---- Extrait du texte

Introduction

L'ouvrage que nous présentons aux lecteurs est la reproduction d'un cours sur l'Histoire de l'enseignement en France, fait par Durkheim en 1904-1905 et repris les années suivantes jusqu'à la guerre. On avait décidé, au moment de la réforme de 1902, d'organiser dans les Facultés un stage pédagogique théorique pour tous les candidats à l'agrégation. C'est à Durkheim qu'en avait été confiée la direction à l'Université de Paris.

C'est un fait, qu'il faut rappeler sans y insister, que la sociologie n'a pas été admise d'emblée à la Sorbonne, mais qu'elle s'y est introduite par la porte étroite de la pédagogie. Durkheim a été nommé en 1902 comme suppléant, puis, en 1906, comme successeur de Ferdinand Buisson, et chargé d'enseigner la Science de l'Éducation. Il y était préparé, d'ailleurs, par son enseignement de Bordeaux, dont une large part, un tiers, a toujours été consacrée à cette discipline. Qu'on se reporte à la liste des écrits pédagogiques de Durkheim, reproduite ci-dessous. On verra que ce cours n'était qu'en partie une improvisation. Il venait après de longues années durant lesquelles il n'avait pas cessé de s'occuper des problèmes de l'éducation et de l'enseignement. Éducation morale, psychologie de l'enfant, histoire des doctrines pédagogiques : Durkheim s'est successivement placé à ces trois points de vue, qui sont ceux de la pédagogie classique. Il n'est guère de provinces de ce domaine qu'il n'ait explorées. Non pas seulement pour s'acquitter d'une tâche imposée. Mais c'est une partie, et aussi une des applications pratiques essentielles de la science de l'homme, qui lui paraissait mériter l'effort qu'il y donnait.

Tout cela a pénétré dans le Cours sur l'enseignement en France, s'y est intégré. Mais il s'y trouve autre chose encore. Durkheim nous a donné ici l'exemple et le modèle de ce que pouvait être une étude des institutions d'enseignement dans un cadre historique, faite par un grand sociologue. De même qu'une sociologie religieuse, une sociologie politique, etc., il y a, en effet, une sociologie pédagogique, qui n'est pas la moins importante. Car l'éducation est le moyen le plus efficace dont dispose une société pour former ses membres à son image. Certes, la famille prend d'abord l'enfant tout entier, l'enveloppe de toutes parts et le façonne à sa manière. Mais qu'on songe à la révolution qui s'accomplit en lui, lorsqu'il va pour la première fois à l'école ou au lycée. Il change de manière d'être et, presque, de nature. A partir de ce moment, il y a en lui une véritable dualité. Lorsqu'il revient chez lui, ses parents sentent qu'il leur appartient de moins en moins. Pères et enfants : la différence entre les générations se détermine alors. Soumis à la discipline du milieu scolaire, l'enfant, le jeune homme découvre progressivement tout un monde social extérieur à la famille, dans lequel il ne se fera sa place qu'à condition de s'y plier, de s'y incorporer. La famille elle-même en est peu à peu modifiée.

--------

Consignes à suivre = Dans l'extrait sur le cours de Durkheim, en quelle année Durkheim est-il devenu le successeur de Ferdinand Buisson ?

---- Données enregistrées

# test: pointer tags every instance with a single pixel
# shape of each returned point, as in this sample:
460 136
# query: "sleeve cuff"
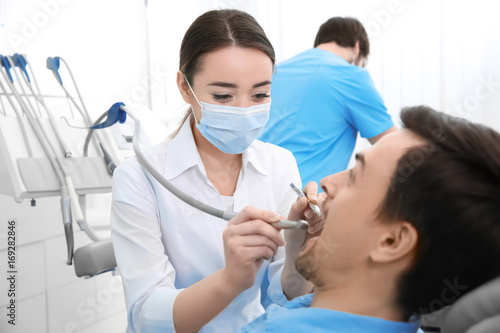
275 290
157 312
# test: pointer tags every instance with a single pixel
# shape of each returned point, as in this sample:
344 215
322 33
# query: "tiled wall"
49 296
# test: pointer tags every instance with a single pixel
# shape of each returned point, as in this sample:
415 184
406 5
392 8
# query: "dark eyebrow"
360 157
263 83
223 84
232 85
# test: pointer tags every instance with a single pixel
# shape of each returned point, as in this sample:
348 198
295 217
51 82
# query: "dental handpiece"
299 192
286 224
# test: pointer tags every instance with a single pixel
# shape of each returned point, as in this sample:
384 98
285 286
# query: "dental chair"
94 259
476 312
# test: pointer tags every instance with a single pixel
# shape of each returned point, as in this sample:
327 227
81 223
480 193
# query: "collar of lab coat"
183 154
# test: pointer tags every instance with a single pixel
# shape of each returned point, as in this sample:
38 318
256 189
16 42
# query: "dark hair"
345 31
449 190
217 29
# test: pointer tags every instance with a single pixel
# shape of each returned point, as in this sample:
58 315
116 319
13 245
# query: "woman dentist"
184 270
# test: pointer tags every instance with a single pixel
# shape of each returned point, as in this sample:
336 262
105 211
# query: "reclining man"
412 227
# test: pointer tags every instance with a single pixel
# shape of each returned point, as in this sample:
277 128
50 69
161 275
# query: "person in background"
323 97
182 269
415 225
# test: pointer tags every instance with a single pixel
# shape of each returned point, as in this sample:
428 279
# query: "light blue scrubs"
297 316
319 103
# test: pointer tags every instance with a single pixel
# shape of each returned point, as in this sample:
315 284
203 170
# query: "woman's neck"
222 169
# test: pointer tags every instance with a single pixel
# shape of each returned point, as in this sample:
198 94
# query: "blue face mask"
229 128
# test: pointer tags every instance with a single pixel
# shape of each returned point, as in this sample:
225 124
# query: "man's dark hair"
449 190
345 31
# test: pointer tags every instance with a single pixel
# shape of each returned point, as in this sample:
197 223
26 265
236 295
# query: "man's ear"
183 87
356 48
398 240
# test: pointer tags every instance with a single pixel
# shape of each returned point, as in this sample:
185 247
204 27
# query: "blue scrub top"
319 103
298 316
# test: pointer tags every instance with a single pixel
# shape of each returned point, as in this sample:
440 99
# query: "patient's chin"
306 264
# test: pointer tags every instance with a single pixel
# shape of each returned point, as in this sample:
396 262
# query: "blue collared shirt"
298 316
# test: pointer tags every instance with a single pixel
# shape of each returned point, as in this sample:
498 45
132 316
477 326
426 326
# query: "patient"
411 228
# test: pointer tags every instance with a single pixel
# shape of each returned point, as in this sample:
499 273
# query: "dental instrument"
299 192
66 186
53 65
22 62
6 64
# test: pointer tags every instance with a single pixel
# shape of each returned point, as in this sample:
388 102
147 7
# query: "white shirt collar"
183 154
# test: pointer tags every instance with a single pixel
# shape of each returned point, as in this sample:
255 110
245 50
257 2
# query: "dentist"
184 270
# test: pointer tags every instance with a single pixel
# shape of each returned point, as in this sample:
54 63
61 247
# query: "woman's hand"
296 239
249 239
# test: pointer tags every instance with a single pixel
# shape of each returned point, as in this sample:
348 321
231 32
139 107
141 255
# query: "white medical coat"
163 245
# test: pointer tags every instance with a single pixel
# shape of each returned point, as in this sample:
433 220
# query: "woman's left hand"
296 239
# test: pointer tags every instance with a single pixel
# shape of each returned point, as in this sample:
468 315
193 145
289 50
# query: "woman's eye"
221 98
262 96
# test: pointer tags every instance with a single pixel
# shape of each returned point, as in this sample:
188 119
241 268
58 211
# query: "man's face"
350 205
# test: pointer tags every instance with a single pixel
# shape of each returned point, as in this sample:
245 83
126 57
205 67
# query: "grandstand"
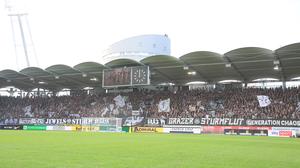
213 99
242 64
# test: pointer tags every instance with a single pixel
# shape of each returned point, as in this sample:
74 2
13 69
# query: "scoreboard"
126 76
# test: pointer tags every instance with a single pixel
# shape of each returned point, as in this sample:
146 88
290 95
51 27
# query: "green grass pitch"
40 149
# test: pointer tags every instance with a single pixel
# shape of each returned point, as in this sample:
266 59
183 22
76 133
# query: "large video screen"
117 77
127 76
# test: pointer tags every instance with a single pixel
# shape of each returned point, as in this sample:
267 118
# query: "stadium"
142 107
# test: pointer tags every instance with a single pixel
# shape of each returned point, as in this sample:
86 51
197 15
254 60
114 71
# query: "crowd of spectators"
233 103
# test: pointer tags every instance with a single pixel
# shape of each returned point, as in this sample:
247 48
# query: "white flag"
164 105
27 111
119 101
263 100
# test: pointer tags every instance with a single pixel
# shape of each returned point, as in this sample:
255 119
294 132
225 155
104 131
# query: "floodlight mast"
17 18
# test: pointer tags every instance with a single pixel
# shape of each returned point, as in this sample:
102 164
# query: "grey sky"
72 31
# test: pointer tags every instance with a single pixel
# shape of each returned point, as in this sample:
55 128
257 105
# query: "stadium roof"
244 64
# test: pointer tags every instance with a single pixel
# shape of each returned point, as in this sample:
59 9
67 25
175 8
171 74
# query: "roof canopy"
244 64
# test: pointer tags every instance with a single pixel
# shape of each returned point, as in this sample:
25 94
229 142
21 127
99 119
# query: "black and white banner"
29 121
227 122
155 122
62 121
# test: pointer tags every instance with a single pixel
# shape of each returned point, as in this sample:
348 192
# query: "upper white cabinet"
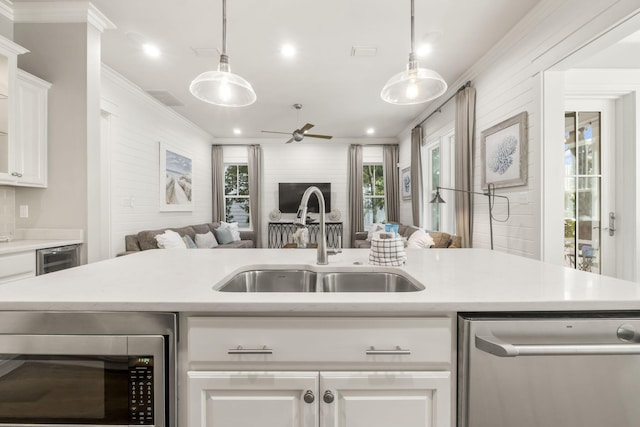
9 52
30 148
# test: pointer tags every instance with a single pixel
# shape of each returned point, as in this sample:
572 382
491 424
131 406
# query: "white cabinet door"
384 399
30 154
252 399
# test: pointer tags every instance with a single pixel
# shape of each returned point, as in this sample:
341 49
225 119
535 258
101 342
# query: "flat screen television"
290 195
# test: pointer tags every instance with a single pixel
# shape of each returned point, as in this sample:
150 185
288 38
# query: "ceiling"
340 93
620 55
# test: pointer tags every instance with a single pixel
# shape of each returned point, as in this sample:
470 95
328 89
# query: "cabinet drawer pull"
240 350
309 397
328 397
391 352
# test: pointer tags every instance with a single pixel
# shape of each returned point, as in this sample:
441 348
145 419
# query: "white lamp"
221 87
414 85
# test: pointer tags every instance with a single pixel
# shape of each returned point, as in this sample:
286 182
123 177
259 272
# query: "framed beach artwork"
504 153
405 183
176 175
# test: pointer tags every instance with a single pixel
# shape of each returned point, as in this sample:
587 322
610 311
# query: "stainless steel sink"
272 281
292 280
368 282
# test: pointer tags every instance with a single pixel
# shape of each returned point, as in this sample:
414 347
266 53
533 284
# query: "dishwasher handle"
493 345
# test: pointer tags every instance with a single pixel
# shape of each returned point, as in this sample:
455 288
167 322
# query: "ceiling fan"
299 134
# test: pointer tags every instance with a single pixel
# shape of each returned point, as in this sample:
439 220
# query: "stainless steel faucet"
300 221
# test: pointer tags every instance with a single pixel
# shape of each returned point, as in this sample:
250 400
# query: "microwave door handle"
67 345
492 345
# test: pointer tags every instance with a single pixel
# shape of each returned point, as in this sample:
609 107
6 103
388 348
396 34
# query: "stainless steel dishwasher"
549 370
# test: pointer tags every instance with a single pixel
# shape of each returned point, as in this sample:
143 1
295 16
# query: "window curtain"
416 176
217 183
254 153
465 138
356 209
390 160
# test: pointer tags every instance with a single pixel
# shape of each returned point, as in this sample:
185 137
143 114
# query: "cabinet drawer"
17 266
366 342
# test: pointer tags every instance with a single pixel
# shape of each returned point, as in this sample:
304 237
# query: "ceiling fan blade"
305 128
310 135
272 131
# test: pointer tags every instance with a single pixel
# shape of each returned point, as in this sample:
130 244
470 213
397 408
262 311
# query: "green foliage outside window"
373 192
236 194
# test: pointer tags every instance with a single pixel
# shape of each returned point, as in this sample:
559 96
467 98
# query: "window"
439 171
236 194
373 192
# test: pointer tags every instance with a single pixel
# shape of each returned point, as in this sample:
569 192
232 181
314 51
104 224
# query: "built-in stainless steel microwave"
90 369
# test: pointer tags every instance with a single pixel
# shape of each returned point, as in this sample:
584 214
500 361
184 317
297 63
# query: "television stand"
280 233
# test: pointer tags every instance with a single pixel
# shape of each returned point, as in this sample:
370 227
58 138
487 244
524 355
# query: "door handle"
493 345
372 351
612 223
240 350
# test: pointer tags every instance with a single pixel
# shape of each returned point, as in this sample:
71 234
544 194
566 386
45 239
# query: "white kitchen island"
319 358
454 280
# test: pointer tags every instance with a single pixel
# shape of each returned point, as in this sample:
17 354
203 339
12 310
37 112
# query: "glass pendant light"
414 85
222 87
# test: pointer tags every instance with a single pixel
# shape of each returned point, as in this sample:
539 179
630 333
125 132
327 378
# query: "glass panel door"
582 190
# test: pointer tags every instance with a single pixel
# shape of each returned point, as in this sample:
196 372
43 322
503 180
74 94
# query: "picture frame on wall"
176 180
405 183
505 153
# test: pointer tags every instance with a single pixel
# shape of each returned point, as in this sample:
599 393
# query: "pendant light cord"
413 25
224 27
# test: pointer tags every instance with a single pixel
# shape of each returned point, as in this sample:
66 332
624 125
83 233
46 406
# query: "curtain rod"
467 84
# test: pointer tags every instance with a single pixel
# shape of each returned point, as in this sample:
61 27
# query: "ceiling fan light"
222 87
413 86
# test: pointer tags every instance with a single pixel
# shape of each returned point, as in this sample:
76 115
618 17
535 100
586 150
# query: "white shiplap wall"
137 124
309 161
508 80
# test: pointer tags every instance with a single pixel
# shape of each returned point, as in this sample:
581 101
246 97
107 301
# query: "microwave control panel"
141 391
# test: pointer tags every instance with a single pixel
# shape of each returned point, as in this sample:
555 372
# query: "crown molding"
62 12
6 9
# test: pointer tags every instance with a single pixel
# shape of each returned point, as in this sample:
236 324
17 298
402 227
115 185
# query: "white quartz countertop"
23 245
184 281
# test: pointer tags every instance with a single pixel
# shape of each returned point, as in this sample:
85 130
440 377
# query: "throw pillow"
206 241
170 240
223 234
374 227
420 240
233 227
189 242
393 228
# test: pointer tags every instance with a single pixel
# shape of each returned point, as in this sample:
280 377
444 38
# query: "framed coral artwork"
176 173
504 153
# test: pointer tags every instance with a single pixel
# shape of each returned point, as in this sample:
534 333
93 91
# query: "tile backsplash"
7 210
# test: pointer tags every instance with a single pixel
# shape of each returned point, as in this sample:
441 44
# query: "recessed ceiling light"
288 50
151 50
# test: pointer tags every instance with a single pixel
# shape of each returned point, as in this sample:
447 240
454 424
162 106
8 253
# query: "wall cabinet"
9 52
319 372
30 151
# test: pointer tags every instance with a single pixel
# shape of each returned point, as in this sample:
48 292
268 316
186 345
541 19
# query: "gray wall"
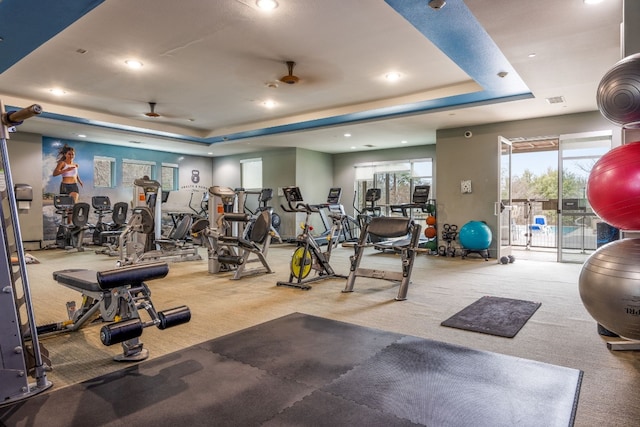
25 159
455 158
477 159
344 171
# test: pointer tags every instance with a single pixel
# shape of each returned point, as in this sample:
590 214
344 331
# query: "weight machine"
387 227
22 356
142 241
106 233
235 236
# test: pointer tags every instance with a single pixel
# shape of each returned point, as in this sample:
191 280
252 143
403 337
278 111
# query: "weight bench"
118 295
387 228
226 252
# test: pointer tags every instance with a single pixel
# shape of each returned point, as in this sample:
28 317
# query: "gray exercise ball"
610 287
618 94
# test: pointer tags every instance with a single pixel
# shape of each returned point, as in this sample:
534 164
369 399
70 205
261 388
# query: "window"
251 174
396 180
104 172
134 169
169 176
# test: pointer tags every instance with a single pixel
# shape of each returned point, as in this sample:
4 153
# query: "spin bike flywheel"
301 262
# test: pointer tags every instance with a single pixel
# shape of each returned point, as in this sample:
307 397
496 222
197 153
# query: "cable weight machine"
21 353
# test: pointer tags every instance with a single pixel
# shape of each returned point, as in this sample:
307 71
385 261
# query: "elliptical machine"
70 234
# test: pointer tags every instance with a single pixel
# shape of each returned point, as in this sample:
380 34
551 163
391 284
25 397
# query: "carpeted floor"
561 332
307 370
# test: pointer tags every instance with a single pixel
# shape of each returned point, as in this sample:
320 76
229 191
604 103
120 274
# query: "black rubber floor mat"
503 317
305 370
437 384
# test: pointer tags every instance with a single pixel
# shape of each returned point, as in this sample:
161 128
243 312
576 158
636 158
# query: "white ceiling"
208 66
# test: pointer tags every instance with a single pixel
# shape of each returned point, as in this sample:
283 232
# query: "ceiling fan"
290 78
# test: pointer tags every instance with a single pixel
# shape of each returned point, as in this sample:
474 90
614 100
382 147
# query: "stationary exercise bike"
308 255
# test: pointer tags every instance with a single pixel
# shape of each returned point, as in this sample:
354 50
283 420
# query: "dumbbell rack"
21 354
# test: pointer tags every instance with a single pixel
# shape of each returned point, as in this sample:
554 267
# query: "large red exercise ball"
618 94
610 289
613 187
475 236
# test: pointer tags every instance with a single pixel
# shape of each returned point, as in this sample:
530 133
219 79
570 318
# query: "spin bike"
308 255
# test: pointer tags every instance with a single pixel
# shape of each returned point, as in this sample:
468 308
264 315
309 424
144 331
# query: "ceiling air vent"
555 100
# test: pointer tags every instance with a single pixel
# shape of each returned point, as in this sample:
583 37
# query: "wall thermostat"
465 186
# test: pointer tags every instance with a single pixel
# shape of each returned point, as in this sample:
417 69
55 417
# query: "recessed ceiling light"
555 100
392 76
133 64
267 4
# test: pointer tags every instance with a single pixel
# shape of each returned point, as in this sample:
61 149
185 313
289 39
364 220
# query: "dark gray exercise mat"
306 370
503 317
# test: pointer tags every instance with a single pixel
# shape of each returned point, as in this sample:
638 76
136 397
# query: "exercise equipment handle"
15 118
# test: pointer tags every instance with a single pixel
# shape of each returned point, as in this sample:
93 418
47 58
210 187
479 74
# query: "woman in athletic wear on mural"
69 171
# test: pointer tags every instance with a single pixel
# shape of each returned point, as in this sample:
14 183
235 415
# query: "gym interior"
197 307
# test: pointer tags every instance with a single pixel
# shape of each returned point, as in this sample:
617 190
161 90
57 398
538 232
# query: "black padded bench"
96 288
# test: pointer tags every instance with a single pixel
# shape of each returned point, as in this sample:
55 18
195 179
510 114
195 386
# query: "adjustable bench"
118 295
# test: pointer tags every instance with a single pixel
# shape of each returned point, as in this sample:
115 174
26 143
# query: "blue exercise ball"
475 236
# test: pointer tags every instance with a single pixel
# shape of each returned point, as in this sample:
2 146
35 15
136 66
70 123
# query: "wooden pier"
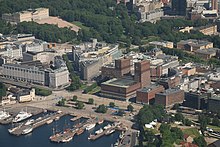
37 123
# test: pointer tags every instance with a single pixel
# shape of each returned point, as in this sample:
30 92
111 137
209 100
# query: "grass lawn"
81 25
215 128
192 132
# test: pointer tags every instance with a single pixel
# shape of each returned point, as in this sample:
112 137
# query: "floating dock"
37 123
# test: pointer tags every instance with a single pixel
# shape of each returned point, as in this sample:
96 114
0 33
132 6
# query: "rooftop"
120 82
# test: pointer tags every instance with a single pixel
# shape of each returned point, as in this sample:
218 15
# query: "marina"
78 128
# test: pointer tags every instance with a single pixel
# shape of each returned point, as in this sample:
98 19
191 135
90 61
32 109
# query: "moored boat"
107 127
90 126
99 131
28 130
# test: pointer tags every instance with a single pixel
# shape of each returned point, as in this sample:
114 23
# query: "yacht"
22 115
99 131
28 130
68 139
110 131
90 126
29 122
107 127
4 115
100 121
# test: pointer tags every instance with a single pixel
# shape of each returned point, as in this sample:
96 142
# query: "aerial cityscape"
110 73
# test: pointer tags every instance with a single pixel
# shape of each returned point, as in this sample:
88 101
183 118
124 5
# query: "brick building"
125 87
169 97
147 94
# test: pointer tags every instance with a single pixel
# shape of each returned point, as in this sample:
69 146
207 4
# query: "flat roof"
120 82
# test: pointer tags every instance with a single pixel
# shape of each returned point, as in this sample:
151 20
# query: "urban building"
207 53
196 100
25 95
159 44
38 73
29 15
125 87
179 7
169 97
208 30
89 57
193 45
146 95
214 104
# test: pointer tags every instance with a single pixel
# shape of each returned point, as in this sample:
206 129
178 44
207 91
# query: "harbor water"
40 136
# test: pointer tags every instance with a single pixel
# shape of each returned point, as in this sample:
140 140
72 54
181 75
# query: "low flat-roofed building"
193 45
147 94
159 44
169 97
120 88
25 95
207 53
208 30
214 104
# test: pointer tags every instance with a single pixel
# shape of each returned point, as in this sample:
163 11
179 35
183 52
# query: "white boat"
99 131
4 115
22 115
67 139
107 127
90 126
49 121
28 130
100 121
29 122
110 131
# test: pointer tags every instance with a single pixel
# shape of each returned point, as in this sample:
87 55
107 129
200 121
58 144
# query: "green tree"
130 108
112 104
101 109
79 105
200 141
91 101
74 98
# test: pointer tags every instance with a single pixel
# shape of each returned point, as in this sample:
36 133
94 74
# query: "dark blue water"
40 136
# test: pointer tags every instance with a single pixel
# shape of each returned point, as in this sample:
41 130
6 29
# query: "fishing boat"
4 115
107 127
49 121
68 139
100 121
99 131
80 131
27 131
110 131
90 126
22 115
29 122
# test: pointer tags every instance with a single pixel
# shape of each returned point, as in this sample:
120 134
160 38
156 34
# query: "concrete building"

--------

Réponse proposée = En 1906.